● What the exercise asks
Please show each line in the records below that contains the word "blue".

● Recorded data
=-=-=
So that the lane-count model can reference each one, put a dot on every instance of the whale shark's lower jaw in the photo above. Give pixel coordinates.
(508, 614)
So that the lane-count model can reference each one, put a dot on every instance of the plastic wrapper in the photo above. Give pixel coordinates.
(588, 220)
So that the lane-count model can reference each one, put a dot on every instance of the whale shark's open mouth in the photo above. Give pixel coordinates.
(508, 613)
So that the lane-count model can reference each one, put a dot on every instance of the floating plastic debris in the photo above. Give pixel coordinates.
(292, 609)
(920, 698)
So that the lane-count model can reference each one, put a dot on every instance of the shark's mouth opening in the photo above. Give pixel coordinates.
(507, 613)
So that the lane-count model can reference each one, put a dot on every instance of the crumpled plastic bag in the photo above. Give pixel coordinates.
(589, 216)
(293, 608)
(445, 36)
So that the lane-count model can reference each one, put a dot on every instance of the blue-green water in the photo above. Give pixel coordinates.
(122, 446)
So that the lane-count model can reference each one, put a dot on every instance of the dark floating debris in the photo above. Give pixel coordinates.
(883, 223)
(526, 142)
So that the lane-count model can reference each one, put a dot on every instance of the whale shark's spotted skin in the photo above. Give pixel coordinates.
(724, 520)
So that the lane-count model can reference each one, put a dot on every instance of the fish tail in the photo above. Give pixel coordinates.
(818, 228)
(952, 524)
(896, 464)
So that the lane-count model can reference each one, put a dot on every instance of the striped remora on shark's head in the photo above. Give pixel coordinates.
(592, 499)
=-=-=
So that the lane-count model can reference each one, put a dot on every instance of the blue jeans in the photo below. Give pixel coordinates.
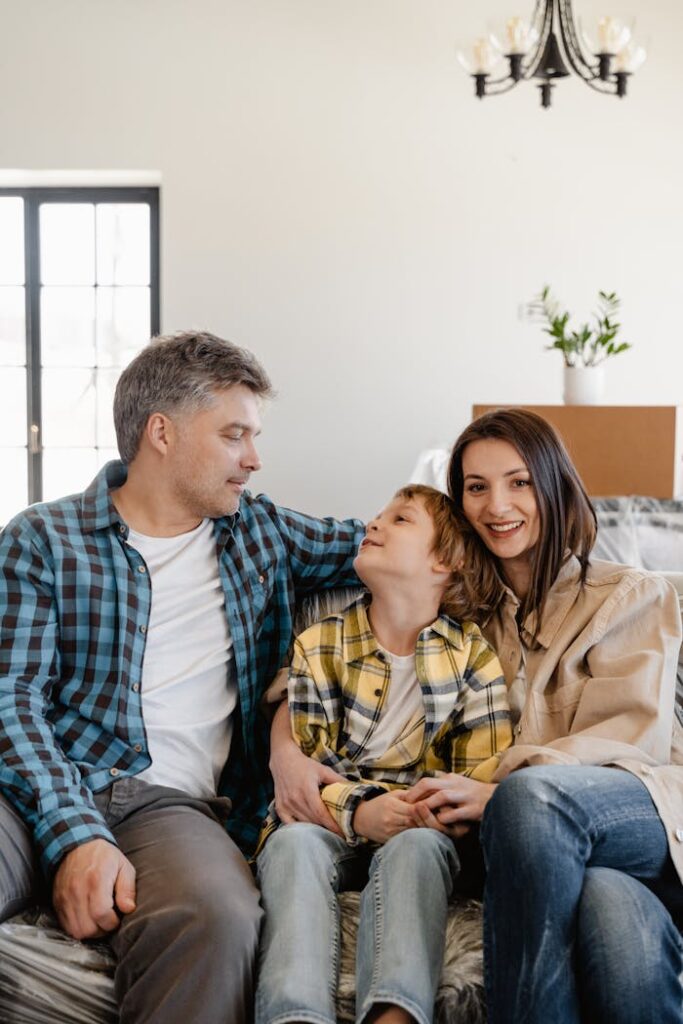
=-=-=
● Full response
So that the lane-count model can reference each one, put a dot on every instance of the blue-green water in the photo above. Give pixel coordinates.
So that the lane-count model can reference each one, put a dot on every instance of the blue jeans in the photo below. Give pixel coordinates.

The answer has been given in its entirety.